Lillian D. Wald Biography, Life, Interesting Facts
Lillian Wald was born on March 10, 1867, in Cincinnati, Ohio. She was an American nurse, humanitarian and a reformer who helped the less fortunate. She also fought for the rights of women and children and established the Women’s Trade Union League.
She also established the Children’s Bureau in 1912 which looked into the welfare of children. She also worked towards racial integration and promoting world peace during World War I.
Lillian D.Wald was born on March 10, 1867, in Cincinnati, Ohio. She was the third born child to Max D. and Minnie Schwartz Wald. At an early age, her family relocated to Rochester, New York in 1878. She studied French and German at Miss Cruttenden's English-French Boarding and Day School for Young Ladies.
In 1883, she tried enrolling at Vassar College but was denied entry because she was only sixteen. She worked as a newspaper correspondent for a few years. In August 1889, she joined New York Hospital to undertake a nursing program after inspiration from her friend who worked as a nurse at Bellevue Hospital in New York City.
In March 1891, Lillian D.Wald graduated from New York Hospital and served for a year at the juvenile asylum. She later returned to undertake her M.D degree at the Woman’s Medical College. While at the college she came into contact with the poor immigrants who sought treatment in the facility. She was moved by their unfortunate conditions and decided to provide medical aid.
In 1893, alongside her friend Mary Brewster, she moved to Jefferson Street where the set up ‘Visiting Nurse Service’ facility. In 1895, they relocated and moved to Henry Street, and the number of nurses increased from nine to fifteen by the end of 1900.
In 1913, the facility had expanded registering a gradual growth having nine houses, seven vacation houses, three stock rooms, clinics and membership of up to 3000 people. In 1914, the Nurses’ Settlement continued offering services to the locals with about 100 nurses in facilities.
The settlement became a ray of hope for the locals, offering a variety of services including housing, primary education, language, music lessons and also became a source of employment as it grew. In 1915, she established the Henry Street Neighborhood Playhouse which became the biggest playhouse in the Eastside region of New York.

EXERCISE A :: Reproduce the part of the Lillian Wald biography between "In 1883, she" and "New York City.", inclusive.
EXERCISE B :: Please summarize the Lillian Wald biography in two sentences.
EXERCISE C :: Write what comes next in the Lillian Wald biography, picking up after its final sentence.

DATASET SECTION ::
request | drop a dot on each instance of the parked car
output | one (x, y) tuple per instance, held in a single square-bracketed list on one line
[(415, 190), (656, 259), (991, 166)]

RESPONSE A ::
In 1883, she tried enrolling at Vassar College but was denied entry because she was only sixteen. She worked as a newspaper correspondent for a few years. In August 1889, she joined New York Hospital to undertake a nursing program after inspiration from her friend who worked as a nurse at Bellevue Hospital in New York City.

RESPONSE B :: Lillian Wald, born on March 10, 1867, in Cincinnati, Ohio, was an American nurse, humanitarian and reformer who fought for the rights of women and children. After graduating from New York Hospital in 1891, she and Mary Brewster started the Visiting Nurse Service in 1893, and the settlement grew to offer the locals housing, primary education, language and music lessons, and jobs.

RESPONSE C ::
Lillian D.Wald's philanthropic nature drew the attention of Jacob Schiff who decided to sponsor the project by providing housing for her team In Henry Street. When the World War I broke out in Europe in 1914, she took the forefront to preach peach. Alongside Jane Addams a social reformer and several others, she established the American Union Against Militarism in 1914.
Together with Fanny Garrison Villard, she led over 1000 women in the anti-war protest on August 29, 1914, in New York City. This movement led to the formation of the Women's International League for Peace and Freedom (WILPF).
Awards and Achievements
Lillian D.Wald founded the Columbia University of Nursing and the Federal Children's Bureau in 1912. She also established the Town and Country Nursing Service of the American Red Cross. Being a civil rights activist especially during the war, she founded the National Association for the Advancement of Colored People (NAACP).
She received some honors including Gold Medal of the National Institute of Social Sciences (1912), the Rotary Club Medal and the Better Times Medal. The Lincoln Medallion accredited her for her excellent contributions in New York.
She was inducted into the Hall of Fame for Great Americans in 1970. The Lillian Wald Houses on Avenue D in Manhattan is named in her honor.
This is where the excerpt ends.